Task requirements
Return each record word for word and omit the pictures.
Available data: Begin
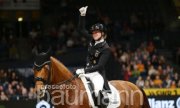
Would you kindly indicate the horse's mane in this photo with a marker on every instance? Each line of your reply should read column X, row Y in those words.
column 60, row 68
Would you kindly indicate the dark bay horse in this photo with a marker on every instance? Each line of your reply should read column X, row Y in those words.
column 68, row 91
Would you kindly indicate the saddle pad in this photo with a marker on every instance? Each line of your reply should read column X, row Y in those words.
column 114, row 98
column 91, row 101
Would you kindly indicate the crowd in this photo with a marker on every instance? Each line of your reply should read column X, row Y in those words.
column 14, row 86
column 146, row 67
column 142, row 65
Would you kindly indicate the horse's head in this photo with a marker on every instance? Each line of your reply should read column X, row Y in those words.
column 48, row 70
column 42, row 71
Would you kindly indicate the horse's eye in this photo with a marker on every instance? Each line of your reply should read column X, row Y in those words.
column 47, row 67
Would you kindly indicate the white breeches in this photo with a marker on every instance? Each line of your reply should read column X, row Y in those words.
column 97, row 81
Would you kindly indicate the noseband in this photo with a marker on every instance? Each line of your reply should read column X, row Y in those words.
column 39, row 67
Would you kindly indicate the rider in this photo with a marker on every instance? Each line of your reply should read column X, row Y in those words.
column 98, row 54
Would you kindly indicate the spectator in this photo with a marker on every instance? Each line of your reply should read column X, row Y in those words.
column 3, row 97
column 158, row 82
column 140, row 82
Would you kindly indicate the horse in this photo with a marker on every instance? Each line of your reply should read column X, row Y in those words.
column 68, row 91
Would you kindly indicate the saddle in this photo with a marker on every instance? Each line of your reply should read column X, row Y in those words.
column 104, row 100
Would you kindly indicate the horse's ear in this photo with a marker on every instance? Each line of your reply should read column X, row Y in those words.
column 49, row 51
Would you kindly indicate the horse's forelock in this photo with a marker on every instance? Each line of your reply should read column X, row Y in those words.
column 41, row 59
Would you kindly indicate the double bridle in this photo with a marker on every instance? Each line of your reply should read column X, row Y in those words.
column 39, row 67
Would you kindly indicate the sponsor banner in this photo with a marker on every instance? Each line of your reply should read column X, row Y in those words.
column 164, row 101
column 162, row 92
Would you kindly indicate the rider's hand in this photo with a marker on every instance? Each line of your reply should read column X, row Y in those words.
column 79, row 71
column 83, row 10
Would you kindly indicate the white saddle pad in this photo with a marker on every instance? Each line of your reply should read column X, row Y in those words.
column 114, row 97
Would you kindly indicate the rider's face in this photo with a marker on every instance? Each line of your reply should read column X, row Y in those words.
column 96, row 35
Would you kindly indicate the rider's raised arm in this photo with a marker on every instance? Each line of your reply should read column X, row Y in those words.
column 81, row 25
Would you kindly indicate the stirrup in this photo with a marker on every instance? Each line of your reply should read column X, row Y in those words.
column 104, row 99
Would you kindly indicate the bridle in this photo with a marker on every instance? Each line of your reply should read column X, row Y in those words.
column 46, row 82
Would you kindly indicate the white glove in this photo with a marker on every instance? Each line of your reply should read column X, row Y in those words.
column 80, row 71
column 83, row 10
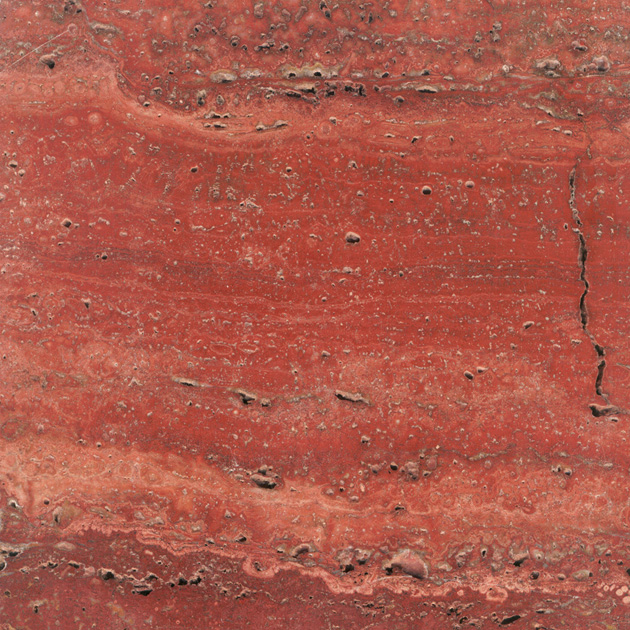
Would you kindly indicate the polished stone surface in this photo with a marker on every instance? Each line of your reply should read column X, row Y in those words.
column 314, row 314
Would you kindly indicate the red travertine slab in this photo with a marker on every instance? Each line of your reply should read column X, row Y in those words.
column 314, row 314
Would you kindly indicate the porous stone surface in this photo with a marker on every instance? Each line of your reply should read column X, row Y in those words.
column 314, row 314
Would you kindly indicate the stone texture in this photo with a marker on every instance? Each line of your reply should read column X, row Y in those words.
column 314, row 314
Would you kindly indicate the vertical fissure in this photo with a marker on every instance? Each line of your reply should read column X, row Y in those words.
column 584, row 319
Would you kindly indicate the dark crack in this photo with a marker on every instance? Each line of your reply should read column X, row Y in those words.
column 582, row 260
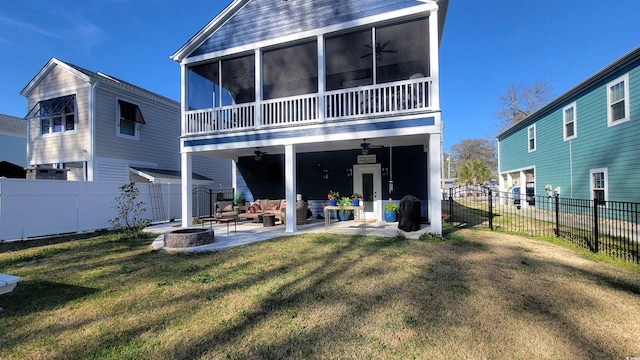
Available data: End
Answer to this exercise
Would you kindly indicate the horse's mane in this photo with a marker on every instance? Each line of your reply should read column X, row Y in those words.
column 60, row 68
Would you kindly indicate the dark bay horse in this photo with a marker on every instance? Each line of your reply should read column X, row Y in those words.
column 68, row 91
Would you kindly indicate the saddle pad in this photo with a marker on every instance? Each line of your reply should read column X, row Y in those words.
column 114, row 98
column 91, row 101
Would you kindly indicate the crowd in this photo with a marker on every instance? Each line of your reply should read column X, row Y in those words.
column 14, row 86
column 146, row 67
column 142, row 65
Would you kindly indicate the horse's head in this photo with a marker on every instance? Each line of your reply should read column X, row Y in those words.
column 48, row 70
column 42, row 71
Would you kindly indicate the horse's eye in this photo with a marker on every instance? Each line of your reply should read column X, row Y in those words.
column 47, row 67
Would you kindly indicate the white breeches in this photo with a marker on every instance? Each line of your reply should read column X, row Y in those words.
column 97, row 81
Would you kindly indicate the noseband in this photo with a marker on every instance? Each line of your reply should read column X, row Y in those words.
column 39, row 67
Would you kindly indicate the rider in this photo with a marker on every instance? Each line of your reply should read column X, row Y in those words.
column 98, row 54
Would you kindly indicate the spectator in this photo with a marker on every instance? Each line of your reply should read column X, row Y in those words.
column 3, row 97
column 158, row 82
column 140, row 82
Would you kindly indicate the horse in this photo with a marker on every instance? Each line of your reply should read column X, row Y in those words.
column 68, row 91
Would you kindly indicate the saddle in this photo with a marker on every instance? Each line of your reply should read column X, row Y in those words.
column 104, row 100
Would you kindly indicate the horse's ear in this photo with a marker on every instance? Each line of your reply should read column X, row Y in those words.
column 49, row 51
Would you kindly indicate the horse's forelock in this photo with a marker on every instance? Each line of your reply should read column X, row Y in those words.
column 41, row 59
Would you kindly indicate the double bridle in this photo with a marker on every instance? Each line of your reply should read column X, row Y in those words.
column 39, row 67
Would you kindly indicate the sponsor banner in this photo with a marker on every instance? Each line of your reply should read column X, row Y in those words.
column 164, row 101
column 162, row 92
Would you kindly indicate the rider's hand in this photo with a marker on every instance? Each line of your reply should read column X, row Y in those words.
column 79, row 71
column 83, row 10
Would you kindly indicate the white saddle pad in this photo with a marker on every instance? Each line of your reply should read column X, row Y in those words.
column 114, row 97
Would you kindly indicate the rider's face in this photo with a marker on every instance? Each line of your reply should read column X, row Y in those words.
column 96, row 35
Would you kindly indicate the rider's raised arm in this photo with a marker on every instance? Each line of your reply should read column X, row Y in those words.
column 81, row 25
Would you kindly indicate the stirrup in this photo with a marker on every instance? Each line of your reply should read column X, row Y in those words.
column 104, row 99
Would you kindly indicate the bridle in this photo with a marker on every instance? Each line of your reply should read column X, row Y in those words.
column 46, row 82
Would you kindly indicate the white glove in this photo with a marker on every instance? Each line of your reply should read column X, row Y in those words.
column 80, row 71
column 83, row 10
Would you kindly indicate the polished stone surface in this photo with a marker on every instance? Each line of your reply should read column X, row Y in those words.
column 314, row 314
Would you kindly indicate the red travertine slab in this photo with a marker on every instance? Each line of your reply should read column X, row Y in those words.
column 314, row 314
Would you kindly indicate the porous stone surface in this photo with a marker on every instance? Each line of your reply should read column X, row Y in those words.
column 314, row 314
Would you kindly indicate the stone texture in this photo with a marker on every instance? Each line of your reply should read column X, row Y in those words.
column 314, row 314
Would you kindly indicate the vertical fissure in this photo with a marker on every instance? Each line of your reply should read column X, row Y in those words.
column 584, row 319
Would you kindly indicate the dark crack in this photo with a marker on every instance? Each line of your reply should read column X, row Y in those words.
column 582, row 260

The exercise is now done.